Locate the line that contains "Kindly mark the innermost point of each instance of the red". Print it and every subsequent line through the final line of the records, exactly and only those.

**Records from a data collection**
....................
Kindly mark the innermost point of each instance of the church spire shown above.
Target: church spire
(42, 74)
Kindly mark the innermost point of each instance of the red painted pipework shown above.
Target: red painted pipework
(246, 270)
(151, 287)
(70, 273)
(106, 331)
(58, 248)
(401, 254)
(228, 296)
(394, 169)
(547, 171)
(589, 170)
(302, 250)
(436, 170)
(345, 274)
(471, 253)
....................
**Solution for this exercise**
Kindly mark the innermost point of each instance of the red painted pipework shown above.
Target: red painted pipework
(246, 270)
(151, 287)
(70, 273)
(106, 331)
(58, 248)
(401, 254)
(228, 296)
(394, 169)
(547, 171)
(589, 170)
(302, 250)
(436, 170)
(345, 274)
(471, 253)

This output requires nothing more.